>> BEGIN TEXT SECTION

# How do you do a running plait?? tips and pics pls!



## samcrob (27 October 2010)

Could anyone tell me how to do a running plait? I have absolutley no idea! Pics would also be most welcome so I can oogle! Thanks in advance

I found this on PB to get started!


----------



## LittleMac (27 October 2010)

Have a look on YouTube, some of the demos are really good. If only I had a pony with a long enough mane!!


----------



## Honey08 (27 October 2010)

Its like doing half a tail plait or half a french plait on a human.

Take three pieces of mane at the top of the mane, as you would for a normal plait, but thicker pieces.  Plait them (each piece over once) and when you are about to plait a piece that has already been plaitted once in again, add another similar size piece of mane in from the remaining mane.  Keep doing this.  Not sure if you can visualise this!  Each time you plait the side that the mane is on in, add another bit of mane.

Main points- 
Keep the bits you are plaitting in even sized.
Pull the mane tight each time, so you don't get baggy bits.
Although tight, allow for flexing of the neck.  (I quite often redo running plaits at shows between classes as they can get loose)

At the bottom of the mane, when you run out of mane, continue plaitting the three pieces down, and then I roll them up like a normal plait.

Some horses, especially those with longer necks, are better if you finish the plait earlier, and roll the end up, then do another rolled plait at the bottom of the neck.

Hope that this has been some use - hopeless at photo uploading!


----------



## OEH (27 October 2010)

Here's a photo of one (Iberian type) on my Xaile:


----------



## x1xpixiex1x (27 October 2010)

OEH said:



			Here's a photo of one (Iberian type) on my Xaile:





Click to expand...

well that makes mine look awful.







I was taking Tia to her first show and didn't really want to spend hours on her plaits, instead of her general condition. This was her running plait a friend done for me quickly which she pulled out after the first class! I'm not sure how to do them sorry but I'm sure youtube might have some good videos that maybe helpful? x


----------



## MissMistletoe (27 October 2010)

OEH, beautiful horse. Would you leave the forelock loose,or plait that? 
Thanks.


----------



## Sol (27 October 2010)

Think the main point is, keep it snug to the crest!! Some people seem to plait at the very end of the mane (kinda like in the photo you found actually ) And this wont stay in at all!

>> END TEXT SECTION

--- SHORT TASK 1 ---
Return the part of the running plait thread that opens with the words containing "Have a look" and closes with "on a human.".
--- SHORT TASK 2 ---
Resume the running plait thread from its last sentence onward.
The items after the running plait thread aren't needed here.

>> BEGIN DATA EXCERPTS

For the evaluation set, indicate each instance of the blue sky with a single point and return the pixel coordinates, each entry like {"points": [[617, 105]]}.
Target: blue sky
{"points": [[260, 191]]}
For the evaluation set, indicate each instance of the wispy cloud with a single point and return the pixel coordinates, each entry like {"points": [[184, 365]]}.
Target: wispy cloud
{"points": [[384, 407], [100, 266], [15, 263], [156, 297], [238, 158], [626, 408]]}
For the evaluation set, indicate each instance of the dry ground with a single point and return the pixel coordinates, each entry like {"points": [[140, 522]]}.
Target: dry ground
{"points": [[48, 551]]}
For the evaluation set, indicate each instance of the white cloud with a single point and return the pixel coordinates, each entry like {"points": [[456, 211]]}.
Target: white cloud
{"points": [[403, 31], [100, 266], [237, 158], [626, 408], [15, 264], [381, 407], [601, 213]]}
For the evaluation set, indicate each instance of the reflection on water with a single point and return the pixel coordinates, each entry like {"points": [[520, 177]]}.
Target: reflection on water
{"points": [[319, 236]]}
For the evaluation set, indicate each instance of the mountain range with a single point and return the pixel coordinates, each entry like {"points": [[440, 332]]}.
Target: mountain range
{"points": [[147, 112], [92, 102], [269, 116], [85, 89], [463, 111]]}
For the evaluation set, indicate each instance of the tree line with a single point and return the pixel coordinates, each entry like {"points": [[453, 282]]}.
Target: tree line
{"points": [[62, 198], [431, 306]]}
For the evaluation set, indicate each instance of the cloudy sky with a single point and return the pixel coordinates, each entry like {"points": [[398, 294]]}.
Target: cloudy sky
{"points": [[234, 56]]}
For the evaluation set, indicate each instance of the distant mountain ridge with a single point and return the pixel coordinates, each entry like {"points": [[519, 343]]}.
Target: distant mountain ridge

>> END DATA EXCERPTS

--- TASK RESPONSE 1 ---
Have a look on YouTube, some of the demos are really good. If only I had a pony with a long enough mane!!


----------



## Honey08 (27 October 2010)

Its like doing half a tail plait or half a french plait on a human.

--- TASK RESPONSE 2 ---
Also, they work best it seems on horses with very consistent head carriages. If you look at most iberian horses, they rarely stretch or work long and low or anything, so the neck length never really alters - so the plait is never stretched (which would cause it to loosen). The moment your horse puts its head down, it is very likely that the plait will loosen and even if it doesn't come out, 'waves' will appear in it


----------



## OEH (28 October 2010)

I plait the forlock as well for competitions, but for schooling I leave it down as he looks nicer with it down.

The stretching out thing is really irritating as my Iberian does work long and low when we're warming up!  The best solution I've found to this is to sew down the line of the plait as well and use as much hair gel when plaiting and spray after as possible, but it still always goes wiggly.  Some people only put them in after warming up.


----------



## OEH (28 October 2010)

one that's gone wiggly.


----------



## Durham (28 October 2010)

Definitely check what happens when they stretch down!!  I did my section C in a running plait for grading because I did not want to pull her lovely mane too much.  It looked wonderful standing still and when I had a trial run at home.  But the minute she stretched it went into a terrible wriggly snake and all I could do was darn it - never again!!  It got even worse after loose jumping lol


----------



## samcrob (28 October 2010)

Thanks for your advice and pics guys. OEH and pixie they are brill. I think i'' have to wait until dex's mane gets a bit longer (it'll probably all get rubbed out with his rug though)!
And thanks littlemac didn't think about looking on youtube but found this:
http://www.youtube.com/watch?v=r5v905sJeu0
It makes more sense now!


----------



## KVH (28 October 2010)

Do a trellis instead!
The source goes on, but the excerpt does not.